* begin EXTRACT PROVIDED *

The recovery is already visible in the numbers. Revenue grew 22% year over year in the most recent quarter to $405.5 million, the fifth consecutive quarter of double-digit top-line growth, and the company guided the next quarter higher still. More important than the headline is the mix: automotive and industrial markets, which carry more content and higher margins, reached 44% of product revenue. As cars and factories electrify, each one needs more of the power-management and signal chips Diodes makes, a secular content tailwind layered on top of the cyclical recovery. The company's edge in this fragmented market is its customer intimacy, which the 10-K describes as "deep customer relationships" that "created a key competitive advantage for us in the highly fragmented discrete, logic, analog, and mixed-signal semiconductor marketplace."
The balance sheet makes the recovery a low-risk bet to wait on. Diodes carries net cash of about $379 million and effectively no debt, with interest covered more than sixty times over, so it can fund its capacity and product roadmap internally and never faces a financing squeeze even in a downturn. Management has laid out a three-year plan targeting $2 billion of revenue and a gross margin of at least 35% by 2028, with non-GAAP earnings above $4.00 per share. That is the margin recovery the valuation is paying for, stated as a concrete target. The bull case is a debt-free, cyclically-depressed chipmaker with a secular automotive and industrial tailwind, recovering off a trough toward materially higher margins.

* end EXTRACT PROVIDED *

- PROMPT
Reproduce the passage on Diodes' recovery and balance sheet in full, word for word and unchanged. The records that come next are drawn from a separate source.

* begin DATASET EXCERPTS *

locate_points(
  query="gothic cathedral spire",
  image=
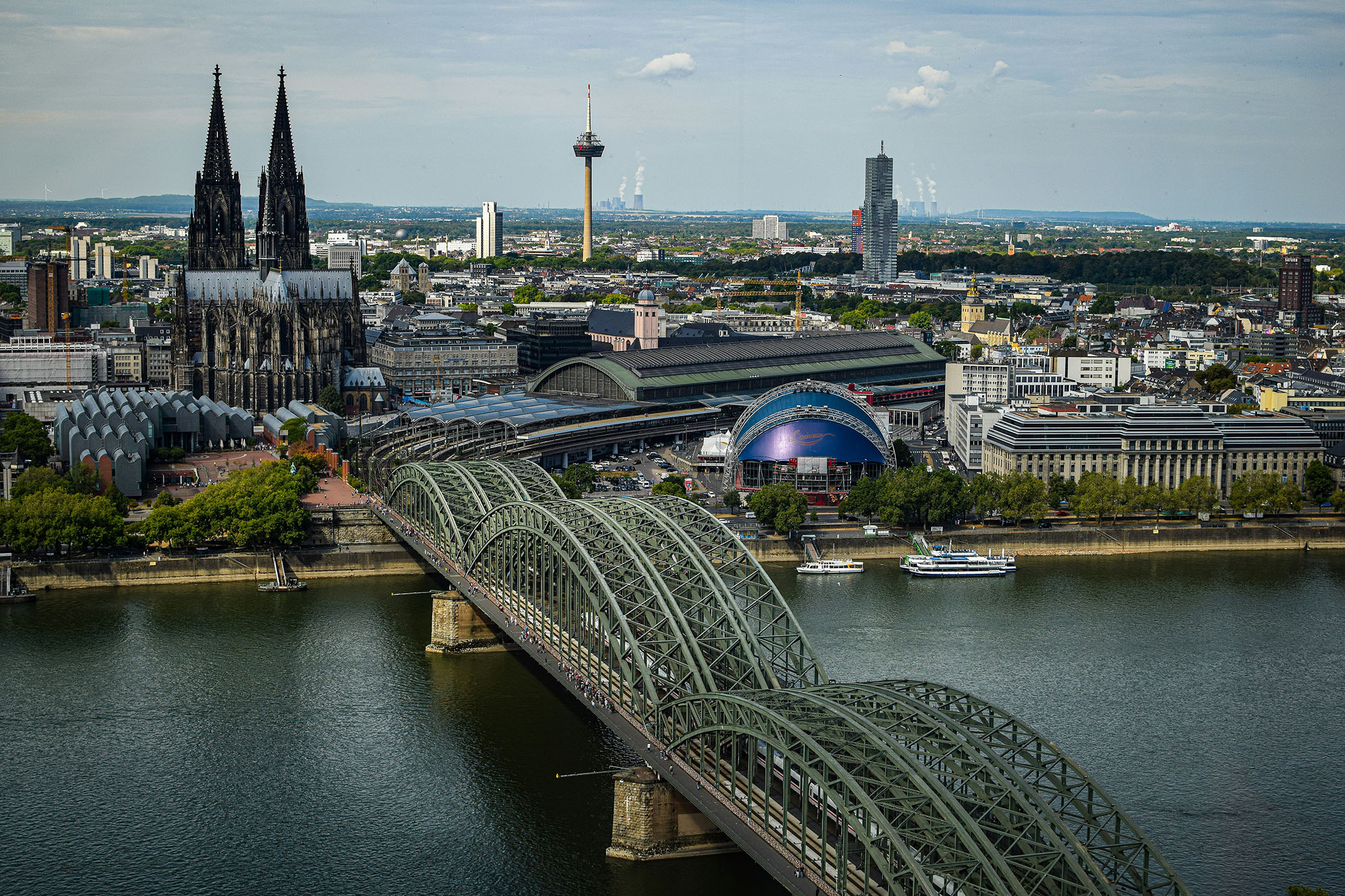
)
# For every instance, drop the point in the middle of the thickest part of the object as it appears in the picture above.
(215, 231)
(281, 208)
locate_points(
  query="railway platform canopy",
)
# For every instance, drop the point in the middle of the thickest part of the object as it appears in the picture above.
(750, 369)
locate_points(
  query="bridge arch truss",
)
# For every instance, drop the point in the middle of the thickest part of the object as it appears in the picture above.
(882, 788)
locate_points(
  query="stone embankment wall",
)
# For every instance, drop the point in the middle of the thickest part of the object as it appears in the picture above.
(1075, 540)
(392, 559)
(347, 526)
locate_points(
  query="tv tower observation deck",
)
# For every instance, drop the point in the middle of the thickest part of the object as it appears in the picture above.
(588, 148)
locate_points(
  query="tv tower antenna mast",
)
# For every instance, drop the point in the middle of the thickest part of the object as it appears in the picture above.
(588, 148)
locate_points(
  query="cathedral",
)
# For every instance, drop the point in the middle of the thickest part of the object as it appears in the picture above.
(260, 338)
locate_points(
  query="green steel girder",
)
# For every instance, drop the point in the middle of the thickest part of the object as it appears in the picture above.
(662, 609)
(784, 647)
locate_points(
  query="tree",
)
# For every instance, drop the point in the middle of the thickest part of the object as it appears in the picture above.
(331, 401)
(779, 507)
(38, 479)
(1099, 495)
(295, 430)
(1199, 495)
(862, 499)
(27, 435)
(1318, 481)
(1062, 491)
(901, 453)
(671, 488)
(82, 480)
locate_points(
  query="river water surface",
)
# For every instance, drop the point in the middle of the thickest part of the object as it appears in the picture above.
(217, 741)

* end DATASET EXCERPTS *

- RESULT BELOW
The recovery is already visible in the numbers. Revenue grew 22% year over year in the most recent quarter to $405.5 million, the fifth consecutive quarter of double-digit top-line growth, and the company guided the next quarter higher still. More important than the headline is the mix: automotive and industrial markets, which carry more content and higher margins, reached 44% of product revenue. As cars and factories electrify, each one needs more of the power-management and signal chips Diodes makes, a secular content tailwind layered on top of the cyclical recovery. The company's edge in this fragmented market is its customer intimacy, which the 10-K describes as "deep customer relationships" that "created a key competitive advantage for us in the highly fragmented discrete, logic, analog, and mixed-signal semiconductor marketplace."
The balance sheet makes the recovery a low-risk bet to wait on. Diodes carries net cash of about $379 million and effectively no debt, with interest covered more than sixty times over, so it can fund its capacity and product roadmap internally and never faces a financing squeeze even in a downturn. Management has laid out a three-year plan targeting $2 billion of revenue and a gross margin of at least 35% by 2028, with non-GAAP earnings above $4.00 per share. That is the margin recovery the valuation is paying for, stated as a concrete target. The bull case is a debt-free, cyclically-depressed chipmaker with a secular automotive and industrial tailwind, recovering off a trough toward materially higher margins.